Segment Start: Provided records

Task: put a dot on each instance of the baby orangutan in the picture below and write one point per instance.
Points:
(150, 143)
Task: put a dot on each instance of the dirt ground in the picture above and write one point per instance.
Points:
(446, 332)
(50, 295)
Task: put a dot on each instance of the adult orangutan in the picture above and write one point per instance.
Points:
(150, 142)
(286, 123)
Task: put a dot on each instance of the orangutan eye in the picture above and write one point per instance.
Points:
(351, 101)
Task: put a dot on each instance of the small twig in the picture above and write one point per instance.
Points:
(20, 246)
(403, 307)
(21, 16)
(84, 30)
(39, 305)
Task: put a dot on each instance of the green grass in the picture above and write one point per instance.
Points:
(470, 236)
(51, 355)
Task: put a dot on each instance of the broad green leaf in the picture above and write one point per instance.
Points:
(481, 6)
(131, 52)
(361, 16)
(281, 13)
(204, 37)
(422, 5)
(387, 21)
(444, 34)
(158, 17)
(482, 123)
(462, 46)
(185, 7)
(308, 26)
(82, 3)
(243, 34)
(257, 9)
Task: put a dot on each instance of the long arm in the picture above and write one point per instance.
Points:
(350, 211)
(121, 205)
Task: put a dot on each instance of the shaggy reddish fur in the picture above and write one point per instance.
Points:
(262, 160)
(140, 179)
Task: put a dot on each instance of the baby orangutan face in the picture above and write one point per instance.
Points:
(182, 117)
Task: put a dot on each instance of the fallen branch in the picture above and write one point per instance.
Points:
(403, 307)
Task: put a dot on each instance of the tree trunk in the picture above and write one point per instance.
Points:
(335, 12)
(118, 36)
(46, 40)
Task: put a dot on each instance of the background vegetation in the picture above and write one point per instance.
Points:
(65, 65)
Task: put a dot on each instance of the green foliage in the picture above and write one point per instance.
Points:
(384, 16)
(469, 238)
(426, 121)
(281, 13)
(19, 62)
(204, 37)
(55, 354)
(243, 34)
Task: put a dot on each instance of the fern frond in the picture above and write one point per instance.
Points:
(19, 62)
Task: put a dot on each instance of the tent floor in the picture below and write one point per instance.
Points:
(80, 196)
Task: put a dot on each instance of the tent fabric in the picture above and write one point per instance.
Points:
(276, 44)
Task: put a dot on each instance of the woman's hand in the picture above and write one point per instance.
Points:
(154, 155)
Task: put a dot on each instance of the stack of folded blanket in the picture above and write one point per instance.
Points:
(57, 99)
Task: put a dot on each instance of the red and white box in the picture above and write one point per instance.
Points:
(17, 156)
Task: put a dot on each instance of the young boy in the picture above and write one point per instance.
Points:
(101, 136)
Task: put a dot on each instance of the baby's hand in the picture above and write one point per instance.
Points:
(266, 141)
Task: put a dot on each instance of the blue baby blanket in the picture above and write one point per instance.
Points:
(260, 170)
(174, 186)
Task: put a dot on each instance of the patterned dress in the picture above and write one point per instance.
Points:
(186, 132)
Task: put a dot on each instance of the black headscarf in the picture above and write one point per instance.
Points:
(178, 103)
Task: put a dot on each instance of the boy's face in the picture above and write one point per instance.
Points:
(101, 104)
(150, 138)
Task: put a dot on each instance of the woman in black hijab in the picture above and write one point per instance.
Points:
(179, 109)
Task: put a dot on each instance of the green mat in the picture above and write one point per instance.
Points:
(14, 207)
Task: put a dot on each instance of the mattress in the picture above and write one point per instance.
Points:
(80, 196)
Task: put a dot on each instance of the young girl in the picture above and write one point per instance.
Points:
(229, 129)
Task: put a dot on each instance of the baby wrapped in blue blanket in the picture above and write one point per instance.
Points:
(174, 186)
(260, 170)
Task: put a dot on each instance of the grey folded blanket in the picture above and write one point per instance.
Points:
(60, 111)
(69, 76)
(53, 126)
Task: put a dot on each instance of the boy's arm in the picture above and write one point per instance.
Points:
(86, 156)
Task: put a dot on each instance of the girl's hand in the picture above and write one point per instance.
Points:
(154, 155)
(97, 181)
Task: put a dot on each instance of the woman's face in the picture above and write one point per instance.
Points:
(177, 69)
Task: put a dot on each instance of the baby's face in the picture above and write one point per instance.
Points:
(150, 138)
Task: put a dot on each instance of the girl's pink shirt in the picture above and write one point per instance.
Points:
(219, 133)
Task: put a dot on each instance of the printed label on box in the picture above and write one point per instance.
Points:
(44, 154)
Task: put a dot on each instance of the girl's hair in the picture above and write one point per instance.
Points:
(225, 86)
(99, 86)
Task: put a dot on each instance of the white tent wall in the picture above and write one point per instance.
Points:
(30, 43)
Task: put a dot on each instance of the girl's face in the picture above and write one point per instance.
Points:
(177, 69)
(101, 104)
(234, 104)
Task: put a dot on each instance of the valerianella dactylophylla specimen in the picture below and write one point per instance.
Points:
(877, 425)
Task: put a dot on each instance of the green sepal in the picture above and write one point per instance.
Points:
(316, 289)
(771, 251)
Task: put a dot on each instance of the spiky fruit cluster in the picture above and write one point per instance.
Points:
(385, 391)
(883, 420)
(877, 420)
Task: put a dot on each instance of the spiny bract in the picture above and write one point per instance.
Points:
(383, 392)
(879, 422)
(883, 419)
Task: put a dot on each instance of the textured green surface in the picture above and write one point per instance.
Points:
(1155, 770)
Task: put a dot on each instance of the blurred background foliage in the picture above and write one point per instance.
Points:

Segment End: Provided records

**Your assignment:** Gather each line of the listing that holds the string "folded".

**Completed task:**
Task: put a dot on each instance of the stack of folded blanket in the picture above and write one point per instance.
Task: put a dot on each instance of the grey folded blanket in the picture above and write one point per instance.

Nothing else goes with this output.